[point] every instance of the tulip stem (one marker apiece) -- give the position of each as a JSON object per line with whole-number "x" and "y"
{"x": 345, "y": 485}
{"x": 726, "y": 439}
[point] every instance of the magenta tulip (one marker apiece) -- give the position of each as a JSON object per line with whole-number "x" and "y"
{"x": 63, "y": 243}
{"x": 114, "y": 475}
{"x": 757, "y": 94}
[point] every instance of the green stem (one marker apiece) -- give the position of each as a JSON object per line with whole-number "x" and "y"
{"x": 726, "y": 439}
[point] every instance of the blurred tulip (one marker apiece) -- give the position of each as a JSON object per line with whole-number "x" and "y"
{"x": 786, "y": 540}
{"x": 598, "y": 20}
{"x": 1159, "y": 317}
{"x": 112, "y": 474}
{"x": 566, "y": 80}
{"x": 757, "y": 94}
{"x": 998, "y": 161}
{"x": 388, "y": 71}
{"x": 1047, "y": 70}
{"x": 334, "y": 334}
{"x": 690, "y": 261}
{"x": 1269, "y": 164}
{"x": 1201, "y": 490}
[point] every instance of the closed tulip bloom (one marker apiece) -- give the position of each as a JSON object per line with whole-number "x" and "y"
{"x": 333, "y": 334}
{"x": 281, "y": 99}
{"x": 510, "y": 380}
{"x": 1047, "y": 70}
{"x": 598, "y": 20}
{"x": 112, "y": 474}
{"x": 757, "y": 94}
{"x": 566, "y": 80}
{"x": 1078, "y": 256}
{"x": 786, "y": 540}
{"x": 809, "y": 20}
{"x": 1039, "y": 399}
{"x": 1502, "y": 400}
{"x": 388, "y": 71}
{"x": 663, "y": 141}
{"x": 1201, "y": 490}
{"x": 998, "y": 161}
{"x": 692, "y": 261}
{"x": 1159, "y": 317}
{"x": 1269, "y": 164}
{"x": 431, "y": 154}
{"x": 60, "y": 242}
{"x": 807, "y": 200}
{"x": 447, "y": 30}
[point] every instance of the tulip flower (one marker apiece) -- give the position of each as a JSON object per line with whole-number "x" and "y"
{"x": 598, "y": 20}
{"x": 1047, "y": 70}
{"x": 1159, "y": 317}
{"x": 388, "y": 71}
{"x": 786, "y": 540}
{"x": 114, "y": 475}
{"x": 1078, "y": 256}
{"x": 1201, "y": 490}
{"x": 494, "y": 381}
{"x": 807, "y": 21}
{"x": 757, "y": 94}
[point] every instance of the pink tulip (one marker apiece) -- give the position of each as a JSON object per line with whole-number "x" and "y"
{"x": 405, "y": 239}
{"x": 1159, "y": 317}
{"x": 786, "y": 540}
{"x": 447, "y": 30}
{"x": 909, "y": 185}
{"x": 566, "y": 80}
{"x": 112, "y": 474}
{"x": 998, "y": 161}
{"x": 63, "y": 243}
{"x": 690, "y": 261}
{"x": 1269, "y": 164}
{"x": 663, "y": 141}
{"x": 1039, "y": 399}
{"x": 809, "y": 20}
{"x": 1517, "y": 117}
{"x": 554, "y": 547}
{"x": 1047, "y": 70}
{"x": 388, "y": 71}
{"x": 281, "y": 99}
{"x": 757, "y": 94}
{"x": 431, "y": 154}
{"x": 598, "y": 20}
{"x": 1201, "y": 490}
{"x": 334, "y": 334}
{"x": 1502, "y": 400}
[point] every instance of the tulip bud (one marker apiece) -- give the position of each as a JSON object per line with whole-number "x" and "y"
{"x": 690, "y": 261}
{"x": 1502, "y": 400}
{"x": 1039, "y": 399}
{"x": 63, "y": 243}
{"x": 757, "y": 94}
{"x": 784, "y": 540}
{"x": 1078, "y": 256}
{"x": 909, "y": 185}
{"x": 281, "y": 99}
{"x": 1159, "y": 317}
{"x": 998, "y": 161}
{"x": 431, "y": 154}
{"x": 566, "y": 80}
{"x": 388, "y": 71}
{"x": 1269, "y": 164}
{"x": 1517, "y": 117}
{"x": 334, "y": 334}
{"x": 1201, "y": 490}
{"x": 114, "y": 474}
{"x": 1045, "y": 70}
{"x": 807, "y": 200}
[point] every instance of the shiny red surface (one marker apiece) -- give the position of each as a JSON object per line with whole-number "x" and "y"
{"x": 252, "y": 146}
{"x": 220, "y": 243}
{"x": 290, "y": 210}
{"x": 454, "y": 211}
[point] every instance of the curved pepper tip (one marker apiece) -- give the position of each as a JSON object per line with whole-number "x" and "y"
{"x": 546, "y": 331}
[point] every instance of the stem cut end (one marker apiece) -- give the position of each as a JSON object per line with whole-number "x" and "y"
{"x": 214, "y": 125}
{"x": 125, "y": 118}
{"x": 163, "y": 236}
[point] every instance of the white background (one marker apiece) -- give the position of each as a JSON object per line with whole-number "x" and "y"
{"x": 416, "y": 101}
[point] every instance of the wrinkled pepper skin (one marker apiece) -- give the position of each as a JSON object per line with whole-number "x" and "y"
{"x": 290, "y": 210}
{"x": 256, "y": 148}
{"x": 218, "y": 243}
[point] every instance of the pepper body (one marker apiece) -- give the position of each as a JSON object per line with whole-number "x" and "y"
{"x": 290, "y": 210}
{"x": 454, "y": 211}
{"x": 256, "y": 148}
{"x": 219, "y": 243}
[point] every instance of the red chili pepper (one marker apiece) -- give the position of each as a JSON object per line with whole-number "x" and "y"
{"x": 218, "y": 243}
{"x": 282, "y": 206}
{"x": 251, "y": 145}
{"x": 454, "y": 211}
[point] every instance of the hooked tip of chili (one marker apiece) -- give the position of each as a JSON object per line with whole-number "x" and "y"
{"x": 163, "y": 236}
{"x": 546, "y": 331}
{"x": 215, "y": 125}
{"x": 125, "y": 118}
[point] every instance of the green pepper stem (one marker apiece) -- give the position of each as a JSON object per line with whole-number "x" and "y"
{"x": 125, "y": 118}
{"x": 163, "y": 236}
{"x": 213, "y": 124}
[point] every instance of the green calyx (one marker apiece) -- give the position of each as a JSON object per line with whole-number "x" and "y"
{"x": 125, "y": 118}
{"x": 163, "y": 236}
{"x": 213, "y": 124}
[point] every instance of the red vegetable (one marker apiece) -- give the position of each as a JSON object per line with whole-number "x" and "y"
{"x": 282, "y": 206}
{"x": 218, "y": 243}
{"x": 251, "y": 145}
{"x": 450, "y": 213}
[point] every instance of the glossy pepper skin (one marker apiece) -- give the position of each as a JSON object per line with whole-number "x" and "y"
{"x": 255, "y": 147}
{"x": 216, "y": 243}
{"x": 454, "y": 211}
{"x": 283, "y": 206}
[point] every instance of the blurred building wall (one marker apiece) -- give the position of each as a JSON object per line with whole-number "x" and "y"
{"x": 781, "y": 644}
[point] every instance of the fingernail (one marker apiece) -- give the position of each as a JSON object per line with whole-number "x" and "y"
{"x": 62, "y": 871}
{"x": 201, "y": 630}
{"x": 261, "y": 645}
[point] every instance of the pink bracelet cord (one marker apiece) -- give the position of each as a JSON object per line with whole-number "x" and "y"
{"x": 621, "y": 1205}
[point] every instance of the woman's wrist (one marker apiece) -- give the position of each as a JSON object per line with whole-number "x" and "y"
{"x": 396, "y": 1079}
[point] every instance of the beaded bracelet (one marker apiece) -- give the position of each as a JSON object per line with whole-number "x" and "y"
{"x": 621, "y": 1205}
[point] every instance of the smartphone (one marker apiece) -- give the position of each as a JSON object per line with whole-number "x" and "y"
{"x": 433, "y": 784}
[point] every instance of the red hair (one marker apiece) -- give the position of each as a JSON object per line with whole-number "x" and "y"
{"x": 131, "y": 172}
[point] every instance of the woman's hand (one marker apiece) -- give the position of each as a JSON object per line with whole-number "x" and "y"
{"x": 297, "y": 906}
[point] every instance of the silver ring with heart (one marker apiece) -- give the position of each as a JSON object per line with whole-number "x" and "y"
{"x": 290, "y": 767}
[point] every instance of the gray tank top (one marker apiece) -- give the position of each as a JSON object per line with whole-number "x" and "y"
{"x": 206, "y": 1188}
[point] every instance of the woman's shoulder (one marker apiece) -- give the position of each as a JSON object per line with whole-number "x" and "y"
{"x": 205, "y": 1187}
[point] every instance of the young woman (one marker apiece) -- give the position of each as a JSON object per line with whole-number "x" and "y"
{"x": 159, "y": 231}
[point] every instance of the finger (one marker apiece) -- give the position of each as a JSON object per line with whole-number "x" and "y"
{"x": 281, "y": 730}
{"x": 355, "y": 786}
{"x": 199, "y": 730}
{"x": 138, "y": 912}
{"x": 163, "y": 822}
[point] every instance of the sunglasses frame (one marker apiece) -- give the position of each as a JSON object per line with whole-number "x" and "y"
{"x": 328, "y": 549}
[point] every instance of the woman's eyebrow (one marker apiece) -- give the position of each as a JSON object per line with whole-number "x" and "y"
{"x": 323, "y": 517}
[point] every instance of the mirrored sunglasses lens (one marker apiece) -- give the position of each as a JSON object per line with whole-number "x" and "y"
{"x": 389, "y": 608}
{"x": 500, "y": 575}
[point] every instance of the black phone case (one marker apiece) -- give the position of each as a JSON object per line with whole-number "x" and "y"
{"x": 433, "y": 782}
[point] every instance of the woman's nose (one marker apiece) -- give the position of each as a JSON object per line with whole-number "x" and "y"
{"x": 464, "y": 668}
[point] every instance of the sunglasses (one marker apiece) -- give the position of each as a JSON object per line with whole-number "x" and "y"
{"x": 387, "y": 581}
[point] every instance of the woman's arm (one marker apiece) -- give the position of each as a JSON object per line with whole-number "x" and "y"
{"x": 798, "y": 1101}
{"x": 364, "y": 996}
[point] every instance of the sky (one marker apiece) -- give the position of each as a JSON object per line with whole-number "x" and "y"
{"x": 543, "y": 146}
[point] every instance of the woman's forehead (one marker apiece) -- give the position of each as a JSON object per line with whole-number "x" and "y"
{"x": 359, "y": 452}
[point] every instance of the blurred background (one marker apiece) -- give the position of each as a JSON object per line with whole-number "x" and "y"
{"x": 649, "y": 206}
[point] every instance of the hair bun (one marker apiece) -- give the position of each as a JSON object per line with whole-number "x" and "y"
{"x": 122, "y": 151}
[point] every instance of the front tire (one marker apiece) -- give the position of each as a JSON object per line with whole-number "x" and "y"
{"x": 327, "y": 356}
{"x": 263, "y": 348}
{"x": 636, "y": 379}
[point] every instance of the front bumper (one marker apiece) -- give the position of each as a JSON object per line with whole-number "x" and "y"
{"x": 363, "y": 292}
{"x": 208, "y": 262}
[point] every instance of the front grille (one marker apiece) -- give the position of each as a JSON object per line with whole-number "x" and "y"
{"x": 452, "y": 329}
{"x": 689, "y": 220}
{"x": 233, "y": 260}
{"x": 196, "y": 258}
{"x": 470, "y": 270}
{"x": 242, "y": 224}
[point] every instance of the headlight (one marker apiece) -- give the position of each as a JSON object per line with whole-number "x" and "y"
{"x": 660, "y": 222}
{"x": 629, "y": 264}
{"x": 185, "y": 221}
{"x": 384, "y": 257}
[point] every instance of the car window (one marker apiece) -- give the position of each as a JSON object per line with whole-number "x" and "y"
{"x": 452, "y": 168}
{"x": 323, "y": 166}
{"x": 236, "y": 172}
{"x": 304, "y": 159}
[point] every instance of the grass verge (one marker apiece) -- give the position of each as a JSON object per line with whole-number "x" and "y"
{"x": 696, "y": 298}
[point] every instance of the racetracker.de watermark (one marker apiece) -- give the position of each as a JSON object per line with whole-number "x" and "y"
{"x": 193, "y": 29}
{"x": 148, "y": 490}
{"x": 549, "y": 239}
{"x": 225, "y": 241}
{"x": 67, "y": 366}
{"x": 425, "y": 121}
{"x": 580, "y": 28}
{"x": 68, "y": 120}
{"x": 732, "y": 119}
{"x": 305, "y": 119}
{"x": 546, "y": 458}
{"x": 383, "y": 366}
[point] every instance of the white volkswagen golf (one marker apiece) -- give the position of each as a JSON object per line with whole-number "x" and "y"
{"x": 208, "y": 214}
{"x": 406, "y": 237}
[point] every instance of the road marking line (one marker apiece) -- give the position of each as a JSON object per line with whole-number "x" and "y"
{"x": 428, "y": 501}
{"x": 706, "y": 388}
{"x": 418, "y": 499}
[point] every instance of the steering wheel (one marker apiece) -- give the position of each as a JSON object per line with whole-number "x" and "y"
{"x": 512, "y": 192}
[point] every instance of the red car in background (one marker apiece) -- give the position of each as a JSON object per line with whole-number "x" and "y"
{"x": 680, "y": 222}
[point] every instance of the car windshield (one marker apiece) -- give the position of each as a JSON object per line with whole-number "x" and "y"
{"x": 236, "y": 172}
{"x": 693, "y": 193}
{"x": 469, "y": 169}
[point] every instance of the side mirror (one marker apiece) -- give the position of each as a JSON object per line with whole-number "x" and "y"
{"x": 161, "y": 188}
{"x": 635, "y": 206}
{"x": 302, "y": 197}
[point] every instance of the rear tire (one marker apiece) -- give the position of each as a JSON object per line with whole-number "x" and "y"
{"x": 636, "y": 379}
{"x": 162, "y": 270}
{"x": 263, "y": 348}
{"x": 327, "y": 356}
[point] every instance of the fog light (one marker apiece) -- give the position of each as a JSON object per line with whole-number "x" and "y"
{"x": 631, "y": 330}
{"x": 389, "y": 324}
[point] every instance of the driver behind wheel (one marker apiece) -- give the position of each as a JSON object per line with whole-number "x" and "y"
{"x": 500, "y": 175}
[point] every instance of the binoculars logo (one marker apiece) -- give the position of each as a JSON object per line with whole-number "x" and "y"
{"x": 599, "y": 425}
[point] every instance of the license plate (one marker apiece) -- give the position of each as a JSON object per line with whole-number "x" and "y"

**Given task:** Repeat, character for character, the lines from the one that holds "[point] every instance of the rear" to the final line of the material, inclusive, and no other lines.

**The answer:**
[point] every instance of the rear tire (one marker apiece) -- give the position of each as a JSON object per line with whole-number "x" and "y"
{"x": 636, "y": 379}
{"x": 162, "y": 270}
{"x": 263, "y": 348}
{"x": 327, "y": 356}
[point] every instance of the fog light (one marker apiece) -- give the position of each as a JSON object per line with whole-number "x" and "y"
{"x": 631, "y": 330}
{"x": 389, "y": 324}
[point] every instance of the driver behind wheel (one marker apiece) -- give the position of each as a JSON object per line with whole-number "x" and "y"
{"x": 500, "y": 175}
[point] every instance of the binoculars logo (one marker apiece) -- give the position of each as a JSON object per line with whole-number "x" and "y"
{"x": 599, "y": 425}
[point] every instance of the license plate (one marker apiece) -- give the position of each as a JSON object per line with whole-number "x" and "y"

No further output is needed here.